# What needs to be done
Locate the string "railway" in the listing below. Copy every line where it is found.

# Material to process
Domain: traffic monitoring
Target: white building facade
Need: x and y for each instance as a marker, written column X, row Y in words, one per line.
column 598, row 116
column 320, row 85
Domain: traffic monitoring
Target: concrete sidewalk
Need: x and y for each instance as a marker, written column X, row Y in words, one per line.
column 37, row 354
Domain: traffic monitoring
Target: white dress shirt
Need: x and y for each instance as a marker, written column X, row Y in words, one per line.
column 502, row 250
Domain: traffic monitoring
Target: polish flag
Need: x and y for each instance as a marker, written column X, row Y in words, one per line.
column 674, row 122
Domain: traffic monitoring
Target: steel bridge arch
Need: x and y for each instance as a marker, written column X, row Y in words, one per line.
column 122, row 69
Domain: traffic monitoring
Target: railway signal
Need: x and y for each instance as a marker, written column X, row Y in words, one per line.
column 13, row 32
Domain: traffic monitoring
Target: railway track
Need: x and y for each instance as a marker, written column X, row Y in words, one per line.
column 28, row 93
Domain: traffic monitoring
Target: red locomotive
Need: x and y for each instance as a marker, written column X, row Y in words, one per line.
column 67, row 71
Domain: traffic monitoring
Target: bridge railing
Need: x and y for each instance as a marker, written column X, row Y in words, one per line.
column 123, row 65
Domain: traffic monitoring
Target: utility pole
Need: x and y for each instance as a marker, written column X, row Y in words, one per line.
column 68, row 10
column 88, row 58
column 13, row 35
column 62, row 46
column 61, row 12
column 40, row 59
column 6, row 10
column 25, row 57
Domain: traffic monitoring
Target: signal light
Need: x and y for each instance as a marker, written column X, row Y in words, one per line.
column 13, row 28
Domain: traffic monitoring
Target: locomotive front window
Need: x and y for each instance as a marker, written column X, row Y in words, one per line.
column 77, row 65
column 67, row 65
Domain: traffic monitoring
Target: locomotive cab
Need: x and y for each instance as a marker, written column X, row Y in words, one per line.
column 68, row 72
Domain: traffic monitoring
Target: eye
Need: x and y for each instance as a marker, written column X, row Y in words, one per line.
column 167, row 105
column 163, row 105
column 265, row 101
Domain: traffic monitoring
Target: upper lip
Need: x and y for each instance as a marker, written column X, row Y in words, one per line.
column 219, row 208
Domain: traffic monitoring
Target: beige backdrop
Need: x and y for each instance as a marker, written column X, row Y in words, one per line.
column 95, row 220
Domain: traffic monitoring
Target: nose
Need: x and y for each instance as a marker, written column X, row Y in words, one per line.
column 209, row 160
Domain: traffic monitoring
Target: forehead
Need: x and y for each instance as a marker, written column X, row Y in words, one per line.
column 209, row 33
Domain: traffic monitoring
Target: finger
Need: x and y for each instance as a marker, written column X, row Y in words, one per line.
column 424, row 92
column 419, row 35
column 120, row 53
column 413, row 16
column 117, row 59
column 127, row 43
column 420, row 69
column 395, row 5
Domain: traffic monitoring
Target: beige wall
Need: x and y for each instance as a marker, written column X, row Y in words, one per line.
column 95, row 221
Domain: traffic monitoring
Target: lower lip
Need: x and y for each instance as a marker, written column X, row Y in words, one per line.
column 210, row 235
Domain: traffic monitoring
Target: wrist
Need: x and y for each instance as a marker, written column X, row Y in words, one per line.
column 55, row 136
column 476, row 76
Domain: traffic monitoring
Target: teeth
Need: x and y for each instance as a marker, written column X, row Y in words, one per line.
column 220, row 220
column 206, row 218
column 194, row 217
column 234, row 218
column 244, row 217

# Solution to this task
Target: railway signal
Target: railway track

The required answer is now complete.